◆ EXERCISE OBJECTIVE ◆
Could you format all of the material below as a JSON list of strings, one string per line, leaving out blank lines?
## start
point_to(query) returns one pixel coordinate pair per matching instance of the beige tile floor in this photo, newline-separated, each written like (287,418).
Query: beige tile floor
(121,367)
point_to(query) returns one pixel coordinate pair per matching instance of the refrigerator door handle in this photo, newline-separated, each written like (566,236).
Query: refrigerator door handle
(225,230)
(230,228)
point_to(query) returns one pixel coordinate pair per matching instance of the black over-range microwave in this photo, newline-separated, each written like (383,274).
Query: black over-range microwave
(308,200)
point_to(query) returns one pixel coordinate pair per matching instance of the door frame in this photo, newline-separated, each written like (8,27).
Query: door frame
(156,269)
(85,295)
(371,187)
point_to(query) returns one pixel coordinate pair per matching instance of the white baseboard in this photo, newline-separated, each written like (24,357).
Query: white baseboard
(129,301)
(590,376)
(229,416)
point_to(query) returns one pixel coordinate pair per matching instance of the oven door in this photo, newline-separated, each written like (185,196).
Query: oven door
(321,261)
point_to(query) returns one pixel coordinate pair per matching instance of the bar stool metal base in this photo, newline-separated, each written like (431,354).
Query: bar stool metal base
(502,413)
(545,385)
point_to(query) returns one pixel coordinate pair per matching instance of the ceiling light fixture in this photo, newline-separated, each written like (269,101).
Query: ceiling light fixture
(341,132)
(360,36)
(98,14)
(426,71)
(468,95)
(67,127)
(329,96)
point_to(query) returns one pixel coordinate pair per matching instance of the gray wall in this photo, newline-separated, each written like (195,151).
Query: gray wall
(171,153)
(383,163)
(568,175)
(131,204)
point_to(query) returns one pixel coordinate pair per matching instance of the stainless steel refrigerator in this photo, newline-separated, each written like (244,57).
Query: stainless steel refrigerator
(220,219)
## end
◆ EXERCISE OUTPUT ◆
[
  "point_to(query) returns one pixel coordinate pair per matching instance of the beige tile floor in this photo, newline-separated, each written like (287,418).",
  "Query: beige tile floor",
  "(121,367)",
  "point_to(query) returns one pixel coordinate pair per matching instance of the refrigerator door handle in this photo, newline-separated, each written like (566,236).",
  "Query: refrigerator door handle",
  "(225,230)",
  "(230,228)",
  "point_to(query) returns one pixel coordinate pair per matching instance of the black over-range microwave in this photo, newline-separated, each written like (383,274).",
  "Query: black over-range microwave",
  "(308,200)",
  "point_to(query) returns one pixel coordinate pair per matching instance of the door frame in this photo, newline-separated, each written like (8,27).",
  "Query: door frame",
  "(156,269)",
  "(85,295)",
  "(371,187)",
  "point_to(query) returns one pixel coordinate pair per matching instance of the white baseboard in this photo, newline-separated, each written like (24,357).",
  "Query: white baseboard",
  "(129,301)",
  "(590,376)",
  "(229,416)",
  "point_to(query) returns one pixel coordinate pair per matching instance of the oven door in this photo, newline-separated, each written like (185,196).",
  "Query: oven door",
  "(321,261)",
  "point_to(query) returns one pixel coordinate pair per matching instance of the bar stool metal base in this photo, newline-separated, each written like (431,354).",
  "Query: bar stool metal base",
  "(502,413)",
  "(545,385)",
  "point_to(query) returns one pixel coordinate pair per matching instance of the ceiling light fixture in this photo, newline-separated, each written like (269,101).",
  "Query: ceiling light fixture",
  "(341,132)",
  "(360,36)",
  "(98,14)",
  "(426,71)",
  "(468,95)",
  "(67,127)",
  "(329,96)",
  "point_to(query) returns one pixel coordinate pair per matching instance of the gray wall in this photo, newline-separated, each written like (195,151).",
  "Query: gray wall",
  "(171,153)",
  "(383,163)",
  "(568,175)",
  "(131,204)",
  "point_to(query) returns one pixel coordinate pair per matching instance of the stainless steel refrigerator in this photo, newline-separated, each written like (244,57).",
  "Query: stainless steel refrigerator",
  "(220,219)"
]